What you need to do => The lines to be set down run from the line containing "task | put a marker on each instance of the textured" through the final line of the data below; print them exactly and print nothing else.

================================

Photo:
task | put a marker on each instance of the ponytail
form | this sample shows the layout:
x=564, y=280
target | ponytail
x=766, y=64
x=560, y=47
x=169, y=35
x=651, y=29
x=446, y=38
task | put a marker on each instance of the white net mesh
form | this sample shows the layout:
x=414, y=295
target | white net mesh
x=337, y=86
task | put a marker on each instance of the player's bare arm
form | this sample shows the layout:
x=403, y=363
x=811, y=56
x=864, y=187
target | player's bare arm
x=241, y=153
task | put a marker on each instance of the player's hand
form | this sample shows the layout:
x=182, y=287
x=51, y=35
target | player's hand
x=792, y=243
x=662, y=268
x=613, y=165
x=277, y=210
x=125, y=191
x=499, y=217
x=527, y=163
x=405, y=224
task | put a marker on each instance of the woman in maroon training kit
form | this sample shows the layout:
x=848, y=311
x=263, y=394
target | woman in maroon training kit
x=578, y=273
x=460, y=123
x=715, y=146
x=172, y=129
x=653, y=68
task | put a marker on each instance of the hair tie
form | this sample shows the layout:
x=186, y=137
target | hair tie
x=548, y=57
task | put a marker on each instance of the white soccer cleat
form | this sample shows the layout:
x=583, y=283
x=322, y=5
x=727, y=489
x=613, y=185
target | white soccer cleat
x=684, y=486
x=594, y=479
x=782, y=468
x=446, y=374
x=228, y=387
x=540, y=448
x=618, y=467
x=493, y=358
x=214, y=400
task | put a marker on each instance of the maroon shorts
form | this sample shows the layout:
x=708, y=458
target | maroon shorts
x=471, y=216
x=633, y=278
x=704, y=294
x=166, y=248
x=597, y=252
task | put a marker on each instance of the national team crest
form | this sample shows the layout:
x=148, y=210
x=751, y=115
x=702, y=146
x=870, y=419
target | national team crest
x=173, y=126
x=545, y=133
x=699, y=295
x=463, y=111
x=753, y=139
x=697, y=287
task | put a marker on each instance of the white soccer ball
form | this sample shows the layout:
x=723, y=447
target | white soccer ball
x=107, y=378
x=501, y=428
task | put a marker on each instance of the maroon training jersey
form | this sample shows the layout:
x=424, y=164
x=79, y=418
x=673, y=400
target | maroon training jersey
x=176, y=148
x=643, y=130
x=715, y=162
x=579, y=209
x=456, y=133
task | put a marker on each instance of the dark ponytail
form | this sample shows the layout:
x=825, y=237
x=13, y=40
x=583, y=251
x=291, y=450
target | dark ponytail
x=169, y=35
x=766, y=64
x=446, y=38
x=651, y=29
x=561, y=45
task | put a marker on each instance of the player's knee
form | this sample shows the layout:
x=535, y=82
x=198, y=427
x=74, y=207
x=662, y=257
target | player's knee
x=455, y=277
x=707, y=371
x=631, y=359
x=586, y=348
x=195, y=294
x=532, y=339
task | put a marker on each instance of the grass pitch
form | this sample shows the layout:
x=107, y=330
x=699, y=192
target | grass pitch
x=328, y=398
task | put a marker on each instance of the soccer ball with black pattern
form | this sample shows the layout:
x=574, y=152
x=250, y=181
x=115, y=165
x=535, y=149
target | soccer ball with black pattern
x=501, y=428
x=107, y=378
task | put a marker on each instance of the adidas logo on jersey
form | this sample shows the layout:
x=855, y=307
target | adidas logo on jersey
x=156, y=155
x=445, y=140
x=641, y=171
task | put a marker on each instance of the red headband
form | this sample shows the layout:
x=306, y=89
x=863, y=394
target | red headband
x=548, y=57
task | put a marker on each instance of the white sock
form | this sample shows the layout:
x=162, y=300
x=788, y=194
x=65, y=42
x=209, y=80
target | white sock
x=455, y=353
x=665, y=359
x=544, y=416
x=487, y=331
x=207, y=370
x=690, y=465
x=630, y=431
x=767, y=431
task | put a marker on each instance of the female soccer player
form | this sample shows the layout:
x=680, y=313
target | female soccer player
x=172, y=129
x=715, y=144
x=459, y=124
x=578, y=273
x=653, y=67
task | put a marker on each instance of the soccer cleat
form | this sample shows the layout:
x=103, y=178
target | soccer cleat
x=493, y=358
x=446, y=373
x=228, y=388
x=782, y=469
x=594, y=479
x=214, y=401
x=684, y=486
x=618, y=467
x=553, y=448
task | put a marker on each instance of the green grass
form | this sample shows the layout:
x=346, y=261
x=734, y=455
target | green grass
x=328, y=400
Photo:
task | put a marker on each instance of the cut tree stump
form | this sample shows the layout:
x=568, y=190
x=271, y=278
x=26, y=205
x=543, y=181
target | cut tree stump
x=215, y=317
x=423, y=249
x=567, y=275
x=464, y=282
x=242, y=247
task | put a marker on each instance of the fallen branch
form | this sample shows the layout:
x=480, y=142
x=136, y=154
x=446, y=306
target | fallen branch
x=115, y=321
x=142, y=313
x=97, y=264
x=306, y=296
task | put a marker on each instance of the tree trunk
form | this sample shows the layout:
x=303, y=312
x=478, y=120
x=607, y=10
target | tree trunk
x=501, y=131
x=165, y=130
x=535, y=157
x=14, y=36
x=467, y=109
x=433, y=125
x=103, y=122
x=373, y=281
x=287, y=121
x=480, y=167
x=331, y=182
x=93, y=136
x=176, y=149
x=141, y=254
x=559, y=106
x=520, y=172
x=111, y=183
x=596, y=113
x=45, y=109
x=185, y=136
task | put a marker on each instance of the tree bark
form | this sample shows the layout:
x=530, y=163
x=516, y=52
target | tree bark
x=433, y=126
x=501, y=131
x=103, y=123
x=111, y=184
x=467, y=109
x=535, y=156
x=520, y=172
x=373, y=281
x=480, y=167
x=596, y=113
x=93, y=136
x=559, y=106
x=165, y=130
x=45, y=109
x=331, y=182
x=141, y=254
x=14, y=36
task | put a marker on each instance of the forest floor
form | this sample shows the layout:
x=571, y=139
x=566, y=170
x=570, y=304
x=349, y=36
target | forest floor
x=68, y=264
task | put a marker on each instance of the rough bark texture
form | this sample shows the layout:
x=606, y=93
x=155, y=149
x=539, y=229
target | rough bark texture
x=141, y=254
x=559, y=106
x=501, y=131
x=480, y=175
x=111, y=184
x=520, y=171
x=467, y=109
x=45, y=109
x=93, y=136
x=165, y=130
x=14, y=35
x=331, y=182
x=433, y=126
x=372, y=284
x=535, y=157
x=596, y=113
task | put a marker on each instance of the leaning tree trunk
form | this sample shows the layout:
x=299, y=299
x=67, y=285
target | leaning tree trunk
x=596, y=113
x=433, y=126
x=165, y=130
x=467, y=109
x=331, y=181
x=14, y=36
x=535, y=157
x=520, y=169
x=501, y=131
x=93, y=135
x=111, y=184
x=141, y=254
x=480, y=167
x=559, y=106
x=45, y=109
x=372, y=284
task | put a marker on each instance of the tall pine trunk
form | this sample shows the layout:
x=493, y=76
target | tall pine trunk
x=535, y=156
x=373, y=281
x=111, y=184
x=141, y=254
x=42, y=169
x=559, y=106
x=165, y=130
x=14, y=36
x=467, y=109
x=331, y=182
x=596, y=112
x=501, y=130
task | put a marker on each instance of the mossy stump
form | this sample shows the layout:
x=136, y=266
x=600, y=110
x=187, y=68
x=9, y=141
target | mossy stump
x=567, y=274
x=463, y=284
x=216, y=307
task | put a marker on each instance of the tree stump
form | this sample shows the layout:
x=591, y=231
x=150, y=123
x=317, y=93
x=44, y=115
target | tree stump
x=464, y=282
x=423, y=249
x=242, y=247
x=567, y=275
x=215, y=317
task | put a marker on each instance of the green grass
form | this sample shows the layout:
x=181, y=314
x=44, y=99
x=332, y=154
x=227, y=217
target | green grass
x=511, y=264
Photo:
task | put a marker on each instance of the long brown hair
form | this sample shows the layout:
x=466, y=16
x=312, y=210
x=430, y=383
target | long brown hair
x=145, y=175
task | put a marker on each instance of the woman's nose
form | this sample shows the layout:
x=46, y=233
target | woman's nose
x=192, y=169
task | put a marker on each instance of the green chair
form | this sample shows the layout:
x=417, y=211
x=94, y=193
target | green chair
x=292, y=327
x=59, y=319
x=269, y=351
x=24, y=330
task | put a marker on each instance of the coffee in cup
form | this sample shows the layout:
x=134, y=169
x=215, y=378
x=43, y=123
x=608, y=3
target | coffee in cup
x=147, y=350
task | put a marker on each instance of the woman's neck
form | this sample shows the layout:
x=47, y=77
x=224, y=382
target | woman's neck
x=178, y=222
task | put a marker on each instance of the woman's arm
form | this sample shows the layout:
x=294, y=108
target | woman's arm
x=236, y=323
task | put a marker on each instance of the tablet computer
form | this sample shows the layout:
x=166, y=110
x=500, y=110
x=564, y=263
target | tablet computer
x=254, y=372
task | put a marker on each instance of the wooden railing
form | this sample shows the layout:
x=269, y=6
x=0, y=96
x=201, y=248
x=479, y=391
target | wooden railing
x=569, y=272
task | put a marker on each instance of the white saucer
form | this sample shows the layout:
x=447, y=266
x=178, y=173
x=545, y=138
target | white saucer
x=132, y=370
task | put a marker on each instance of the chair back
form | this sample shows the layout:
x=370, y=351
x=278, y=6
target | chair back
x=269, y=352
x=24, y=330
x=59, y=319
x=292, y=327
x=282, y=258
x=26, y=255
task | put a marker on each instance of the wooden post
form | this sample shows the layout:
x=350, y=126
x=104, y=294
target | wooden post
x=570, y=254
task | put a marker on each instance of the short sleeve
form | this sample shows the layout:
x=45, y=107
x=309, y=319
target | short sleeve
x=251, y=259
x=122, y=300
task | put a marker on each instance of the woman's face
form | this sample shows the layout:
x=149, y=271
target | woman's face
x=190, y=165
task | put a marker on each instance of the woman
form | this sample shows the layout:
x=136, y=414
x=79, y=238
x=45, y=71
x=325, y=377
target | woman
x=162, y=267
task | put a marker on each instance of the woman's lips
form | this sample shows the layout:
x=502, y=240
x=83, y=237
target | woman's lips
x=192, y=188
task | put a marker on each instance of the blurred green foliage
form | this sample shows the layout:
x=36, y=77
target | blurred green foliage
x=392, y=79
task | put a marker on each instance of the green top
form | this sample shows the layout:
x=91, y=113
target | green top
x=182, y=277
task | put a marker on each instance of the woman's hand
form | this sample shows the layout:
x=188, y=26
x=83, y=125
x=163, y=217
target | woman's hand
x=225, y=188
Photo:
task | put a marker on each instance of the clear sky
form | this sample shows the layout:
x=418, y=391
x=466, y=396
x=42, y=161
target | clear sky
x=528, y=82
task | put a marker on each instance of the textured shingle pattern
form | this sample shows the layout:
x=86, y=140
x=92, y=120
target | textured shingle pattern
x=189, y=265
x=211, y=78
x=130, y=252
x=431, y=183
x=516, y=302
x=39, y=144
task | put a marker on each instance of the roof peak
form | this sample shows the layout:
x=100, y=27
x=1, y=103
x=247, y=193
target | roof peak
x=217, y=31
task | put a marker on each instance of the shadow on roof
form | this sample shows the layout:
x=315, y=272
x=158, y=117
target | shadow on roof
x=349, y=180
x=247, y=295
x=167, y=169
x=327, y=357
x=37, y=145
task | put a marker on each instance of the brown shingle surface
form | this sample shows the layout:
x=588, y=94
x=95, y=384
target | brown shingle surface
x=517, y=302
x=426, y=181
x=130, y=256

================================

Worked solution =>
task | put a marker on each instance of the textured shingle pattern
form | this sample shows the layout:
x=86, y=140
x=92, y=120
target | textured shingle pattern
x=189, y=265
x=211, y=78
x=130, y=252
x=431, y=183
x=516, y=302
x=39, y=144
task | put a marker on each instance of the roof peak
form | this sample shows the layout:
x=100, y=27
x=1, y=103
x=247, y=193
target | roof peak
x=217, y=31
task | put a marker on each instance of the shadow on roof
form | this sample shows the layout:
x=315, y=272
x=158, y=117
target | shadow on roof
x=349, y=180
x=247, y=295
x=167, y=169
x=327, y=357
x=37, y=145
task | put a marker on each instance of the brown shingle surface
form | this sample shows the layout:
x=588, y=94
x=95, y=384
target | brown shingle surface
x=517, y=302
x=426, y=181
x=130, y=256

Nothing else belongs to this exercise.